═══ Source document

Anyone hoping to build a career on Wall Street knows that landing a job at Goldman Sachs means you’ve more or less made it.
They also know how excruciatingly competitive it is to do that, especially if you’re not applying from one of the Ivy League universities where Goldman and other investment banks focus their recruiting efforts.
But Business Insider spoke with one analyst (who wished to remain anonymous) who managed to do just that.
Here’s what he did, and what he recommends to others.
1. Get an internship early — even if it’s not on Wall Street.
The analyst got his first internship after freshman year. It wasn’t on Wall Street; it was at a pharmaceutical firm, where he worked in corporate finance.
The firm was a large-cap company that many investors know about, but more important than that, he added: “Getting that first corporate experience is key … It’s one of the things that I think was extremely beneficial.”
2. Make LinkedIn your life.
The analyst started networking hard with alumni in his sophomore year. And, in his mind, that he went to a state school was not a disadvantage.
State schools have between 20,000 and 50,000 students, he noted, so with 40 or more years of history “those alumni spread out pretty far.”
He said that while a school like Harvard might have only 6,000 students a year but some 50,000 alumni in the city, each one of those grads is getting contacted by 100 students or more, asking to meet or go for coffee.
Meanwhile, the alumni the analyst reached out to were thrilled to hear from him.

══════
═══ Source information

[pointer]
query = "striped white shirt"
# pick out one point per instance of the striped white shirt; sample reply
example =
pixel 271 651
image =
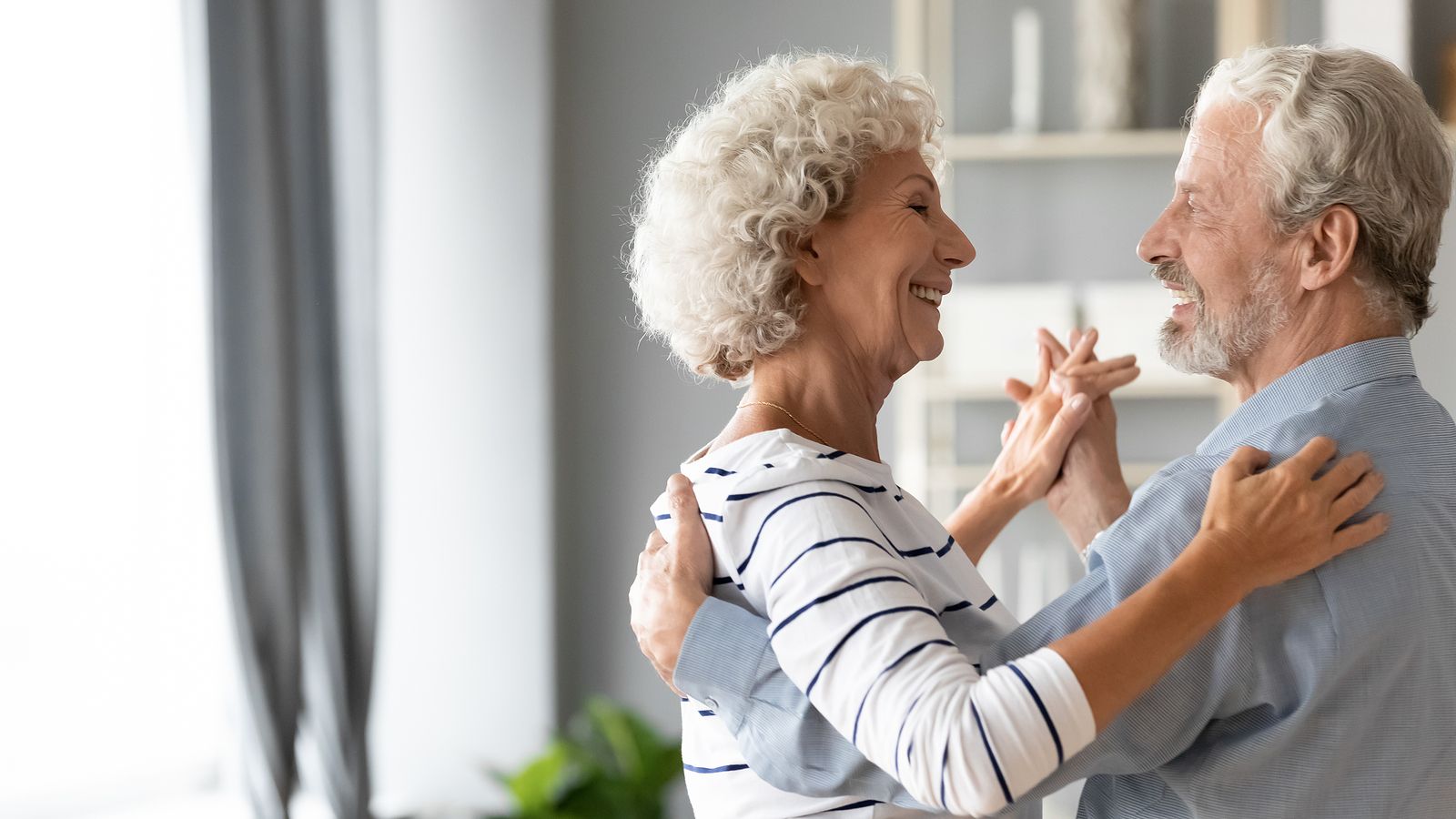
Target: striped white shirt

══════

> **Tasks to carry out**:
[a] Using the article on landing a Goldman Sachs job, decide whether each statement agrees with it, and quote the deciding words for each: (i) The analyst's first internship was at a pharmaceutical firm. (ii) The analyst began networking with alumni in his junior year. (iii) The analyst regarded attending a state school as a disadvantage.
[b] List every company, publication, website, and individual university named in the article on landing a Goldman Sachs job.
[c] Set down word for word the passage of the article on landing a Goldman Sachs job that opens with the words containing "They also know" and closes with "recommends to others.".

> **Answers given**:
[a]
(i) Yes: "it was at a pharmaceutical firm, where he worked in corporate finance."
(ii) No: "The analyst started networking hard with alumni in his sophomore year."
(iii) No: "that he went to a state school was not a disadvantage."

[b] Goldman Sachs, Business Insider, LinkedIn, Harvard

[c]
They also know how excruciatingly competitive it is to do that, especially if you’re not applying from one of the Ivy League universities where Goldman and other investment banks focus their recruiting efforts.
But Business Insider spoke with one analyst (who wished to remain anonymous) who managed to do just that.
Here’s what he did, and what he recommends to others.